[Start of Attachment]
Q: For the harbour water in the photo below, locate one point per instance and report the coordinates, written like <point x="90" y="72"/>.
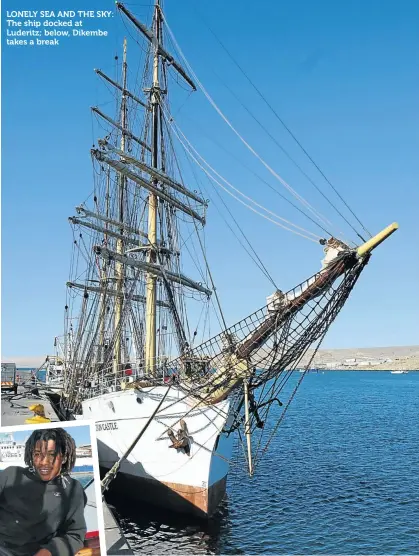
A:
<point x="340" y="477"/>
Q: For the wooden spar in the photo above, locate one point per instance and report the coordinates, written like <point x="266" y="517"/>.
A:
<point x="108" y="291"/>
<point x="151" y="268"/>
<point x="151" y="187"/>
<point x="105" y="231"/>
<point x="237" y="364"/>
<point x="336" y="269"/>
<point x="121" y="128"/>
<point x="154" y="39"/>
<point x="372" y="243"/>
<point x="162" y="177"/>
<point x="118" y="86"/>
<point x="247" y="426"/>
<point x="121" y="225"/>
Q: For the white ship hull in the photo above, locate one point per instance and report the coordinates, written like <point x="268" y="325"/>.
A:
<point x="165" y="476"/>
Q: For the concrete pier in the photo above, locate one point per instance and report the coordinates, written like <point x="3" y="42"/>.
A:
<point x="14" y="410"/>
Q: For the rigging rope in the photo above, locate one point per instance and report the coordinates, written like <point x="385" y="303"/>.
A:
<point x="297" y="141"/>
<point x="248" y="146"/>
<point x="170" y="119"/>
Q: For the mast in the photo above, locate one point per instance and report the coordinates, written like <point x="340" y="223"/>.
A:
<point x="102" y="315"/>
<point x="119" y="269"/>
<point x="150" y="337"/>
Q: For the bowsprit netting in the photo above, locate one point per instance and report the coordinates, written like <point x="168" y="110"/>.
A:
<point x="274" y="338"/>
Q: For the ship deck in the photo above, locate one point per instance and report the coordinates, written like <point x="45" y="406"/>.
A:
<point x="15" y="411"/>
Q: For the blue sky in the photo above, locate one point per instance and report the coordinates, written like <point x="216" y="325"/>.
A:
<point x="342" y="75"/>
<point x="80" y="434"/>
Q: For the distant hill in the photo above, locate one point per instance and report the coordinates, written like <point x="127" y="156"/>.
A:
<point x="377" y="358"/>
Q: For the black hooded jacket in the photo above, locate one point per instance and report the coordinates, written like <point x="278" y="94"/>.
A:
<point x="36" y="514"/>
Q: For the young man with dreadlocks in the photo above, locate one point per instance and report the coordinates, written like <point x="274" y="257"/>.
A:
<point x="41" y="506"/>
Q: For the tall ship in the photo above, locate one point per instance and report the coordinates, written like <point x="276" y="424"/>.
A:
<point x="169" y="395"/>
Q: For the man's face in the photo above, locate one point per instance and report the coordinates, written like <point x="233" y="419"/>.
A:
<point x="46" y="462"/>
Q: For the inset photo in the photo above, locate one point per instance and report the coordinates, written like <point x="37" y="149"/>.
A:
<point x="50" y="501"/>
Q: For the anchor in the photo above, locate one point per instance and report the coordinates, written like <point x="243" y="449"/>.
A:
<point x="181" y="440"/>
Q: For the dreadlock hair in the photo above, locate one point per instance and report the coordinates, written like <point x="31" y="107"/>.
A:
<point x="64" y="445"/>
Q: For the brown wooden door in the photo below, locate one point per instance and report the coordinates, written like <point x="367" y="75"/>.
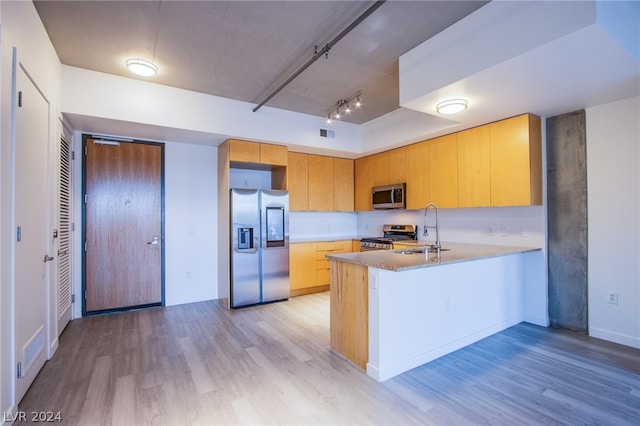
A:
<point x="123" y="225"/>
[End of Attachment]
Output all lines above precisely. Pictures are to be left out.

* **REPLY**:
Q: For the harbour water in the photo below, locate one point per instance and report the coordinates, written like <point x="90" y="72"/>.
A:
<point x="340" y="477"/>
Q: For the wooden spar in the photo above, locate one point per instance and report the coordinates, written like <point x="266" y="517"/>.
A:
<point x="108" y="291"/>
<point x="151" y="268"/>
<point x="151" y="187"/>
<point x="105" y="231"/>
<point x="237" y="364"/>
<point x="336" y="269"/>
<point x="121" y="128"/>
<point x="154" y="39"/>
<point x="372" y="243"/>
<point x="162" y="177"/>
<point x="118" y="86"/>
<point x="247" y="426"/>
<point x="121" y="225"/>
Q: For the white ship hull in the photo above, locate one point per instance and report the coordinates, written like <point x="268" y="325"/>.
A:
<point x="165" y="476"/>
Q: For the concrete pier in the photo above, locate one point per instance and report the coordinates, written like <point x="3" y="42"/>.
A:
<point x="14" y="410"/>
Q: For the rigging rope in the photo above, locate one point per instance and report the coordinates, written like <point x="385" y="303"/>.
A:
<point x="297" y="141"/>
<point x="248" y="146"/>
<point x="170" y="119"/>
Q: For the mast in the photo above, locate one point per instance and report the coordinates, written like <point x="340" y="223"/>.
A:
<point x="102" y="315"/>
<point x="119" y="269"/>
<point x="150" y="337"/>
Q: For the bowsprit netting in the photo above, locate one point per instance and report the coordinates, written like <point x="168" y="110"/>.
A:
<point x="274" y="338"/>
Q: For the ship deck in the photo above, locate one point per instance and report the coordinates, written like <point x="45" y="406"/>.
A:
<point x="15" y="411"/>
Q: For the blue sky in the photo above, locate one point per instance and report the coordinates, written like <point x="216" y="325"/>.
A:
<point x="342" y="75"/>
<point x="80" y="434"/>
Q: For the distant hill in the photo above, locate one point per instance and report the coordinates, written like <point x="127" y="156"/>.
A:
<point x="377" y="358"/>
Q: For the black hooded jacket in the photo above, locate one point per instance and report the coordinates, written like <point x="278" y="94"/>.
A:
<point x="36" y="514"/>
Q: For the young man with dreadlocks in the photo above, locate one point per instance and report the coordinates, written like <point x="274" y="257"/>.
A:
<point x="41" y="506"/>
Q: For the tall ship in the photo above, locate one point per instance and report the coordinates, written like <point x="276" y="424"/>.
A:
<point x="169" y="395"/>
Q: For the man's face in the photo above, locate one point per instance and report the coordinates, written like <point x="233" y="419"/>.
A:
<point x="46" y="462"/>
Q: For the inset photo in the photo above, locate one point per instance and report the coordinates, written like <point x="37" y="149"/>.
A:
<point x="50" y="501"/>
Q: For the anchor in the photo above, locate one point per instance and report the coordinates, written like <point x="243" y="449"/>.
A:
<point x="181" y="440"/>
Q: For the dreadlock hair in the photo above, locate one point per instance and report the coordinates, written like <point x="31" y="107"/>.
A:
<point x="64" y="445"/>
Q: For the brown wooden door in the photo below, locate one point per instance and report the coordinates, written like <point x="367" y="75"/>.
A:
<point x="123" y="225"/>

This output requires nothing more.